> **YOUR TASK**
Continue the trustees' opinion on the emergency room benefits dispute, starting right after its final sentence.

> **DOCUMENT EXCERPT**
OPINION OF TRUSTEES
ROD Case No: 07-0025 – April 29, 2009
Trustees: Micheal W. Buckner, A. Frank Dunham, Michael H. Holland, and Elliot A. Segal.
The Trustees have reviewed the facts and circumstances of this dispute concerning the provision of benefits under the terms of the Employer Benefit Plan.
Complainant’s spouse presented to the Emergency Room (ER) on January 17, 2008, after developing a severe headache while en route to visit a relative. The diagnosis was acute headache. Respondent has denied the charges associated with the ER visit as being not medically necessary.
Is the Respondent required to provide benefits for the emergency room charges resulting from the ER visit by the Complainant’s spouse on January 17, 2008?
Positions of the Parties
Position of the Complainant: Respondent is required to provide benefits for the ER visit because emergency care was medically justified and sought within 48 hours of the acute onset of symptoms.
Position of the Respondent: The level of care provided by the ER was not medically necessary in this instance. Additionally, the ER visit occurred at mid-day on a week day when other options for medical treatment were available.
Article III. A. (2)(a) of the Employer Benefit Plan states:
(2) Outpatient Hospital Benefits
(a) Emergency Medical and Accident Cases
Benefits are provide for a Beneficiary who receives emergency medical treatment or medical treatment of an injury as the result of an accident, provided such emergency medical treatment is rendered within 48 hours following the onset of acute medical symptoms or the occurrence of the accident.
The spouse of the Complainant states that the headache experienced at the time of the ER visit was the worst pain she had ever had. In the weeks just prior to this incident, she had also experienced blood pressure readings abnormally high for her and this, coupled with the head pain, led her to fear she might be having a stroke. The ER nursing record indicates nausea and neck pain in addition to elevated blood pressure.

> **DATA BLOCK**
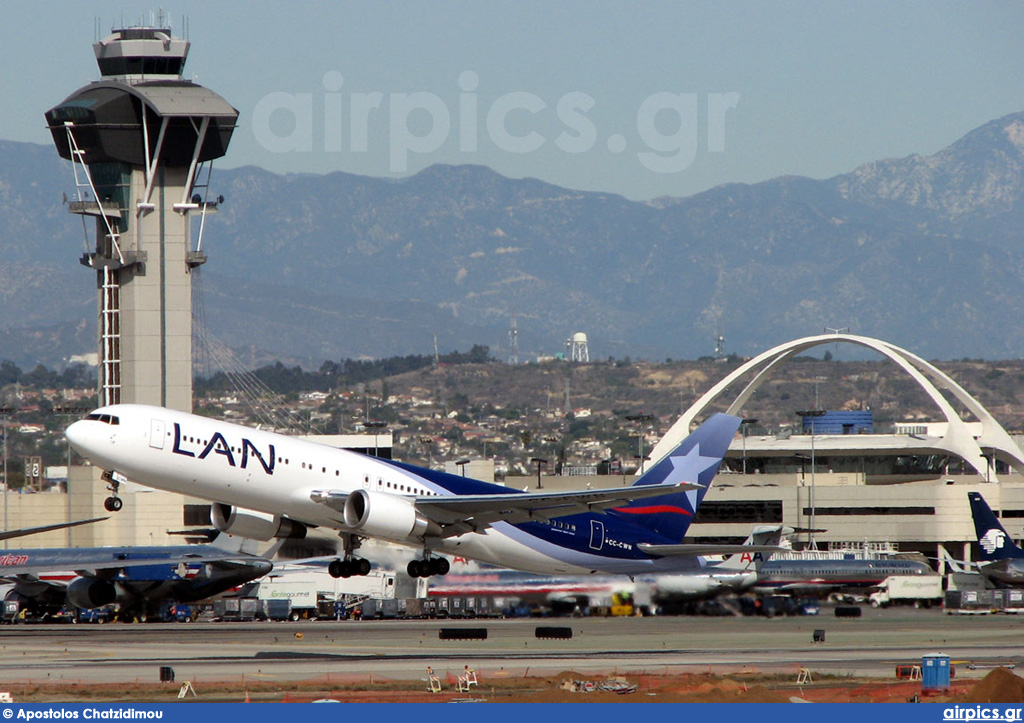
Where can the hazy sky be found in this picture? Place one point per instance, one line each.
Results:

> **WRITTEN ANSWER**
In the denial, the Respondent referred to the classification “non-urgent” in the triage section of the Emergency Nursing Record as a reason to deny benefits. The Funds’ Medical Director has reviewed the file, including the ER records, and has determined it was the triage nurse, not the attending physician, who circled “non-urgent” as part of the triage system to indicate that the patient did not need to be seen immediately by the ER physician. It is a subjective designation and is not meant to indicate that a person does not require emergency care. Funds’ Medical Director noted that her history and symptoms were enough for the ER physician to recommend an emergency CT scan and an MRI of the brain to rule out potentially life-threatening problems.
It is the opinion of the Funds’ Medical Director that the documentation is consistent with a severe event with an acute onset measured in hours, and that the ER visit was medically necessary.
Opinion of the Trustees
Consistent with the provisions of the Employer Benefit Plan, the Respondent is required to provide benefits for the January 17, 2008, ER visit by the spouse of the Complainant.